- [WHAT TO PRODUCE]: Reproduce every one of the lines below word for word, omitting the pictures from your answer.

- [EXERCISE MATERIAL]:
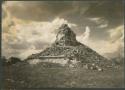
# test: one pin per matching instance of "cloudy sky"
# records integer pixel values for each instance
(30, 26)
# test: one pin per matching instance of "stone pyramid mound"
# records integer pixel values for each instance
(67, 46)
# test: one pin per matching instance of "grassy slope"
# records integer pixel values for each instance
(24, 75)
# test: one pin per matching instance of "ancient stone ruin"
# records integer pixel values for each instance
(67, 49)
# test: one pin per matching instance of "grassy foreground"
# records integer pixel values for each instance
(23, 75)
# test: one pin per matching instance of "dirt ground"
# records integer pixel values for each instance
(23, 75)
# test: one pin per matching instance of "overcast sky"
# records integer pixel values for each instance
(30, 26)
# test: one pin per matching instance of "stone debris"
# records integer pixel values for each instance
(77, 53)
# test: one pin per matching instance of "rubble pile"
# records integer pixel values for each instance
(66, 45)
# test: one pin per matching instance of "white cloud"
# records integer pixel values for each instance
(28, 34)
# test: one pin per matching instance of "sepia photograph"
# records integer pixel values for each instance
(62, 44)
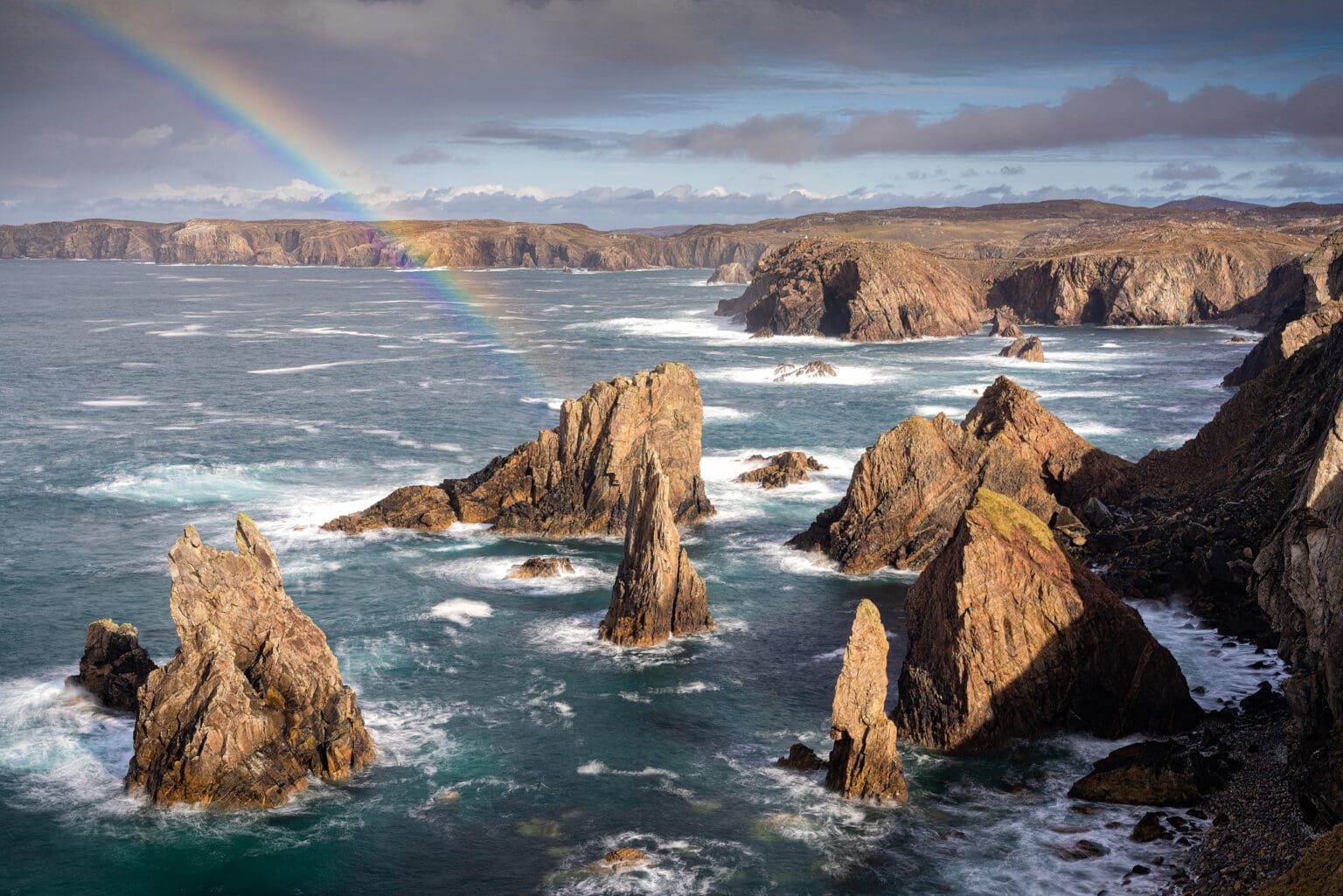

- [RESULT BELOW]:
# test: one pin per matching instance of "cloudy sky"
# records integer pixel values for each instance
(30, 26)
# test: one pin per matching instance of "stone pyramid mound"
# records integer pixel values for each instance
(67, 46)
# test: one pin per matching instance of "grassy slope"
# records integer pixel values for each instance
(24, 75)
# test: one pin per matching instance of "ancient stone ruin"
# records integer pixel values for each instance
(67, 49)
# test: one pin per matching instance of "grassy foreground"
# records integer pixel values for each instance
(23, 75)
# test: one pin per matching instance of "dirt ground"
# records integer pixel values for each instance
(23, 75)
# test: one pin per matching instance of "overcast sky"
# records integer pixel values for each instance
(30, 26)
# test: one pin per matching instance of "stone debris"
# records integer pixel values for each instance
(77, 53)
# test: one pin per matching instance of "rubble pile"
# records integer pixel values for each instance
(66, 45)
# test: one pin per matching instance of "white cloud"
# records integer pixel values for each instance
(28, 34)
# test: one pin per matching instance of "sepia photograph"
# records integer pixel values for each instance
(62, 44)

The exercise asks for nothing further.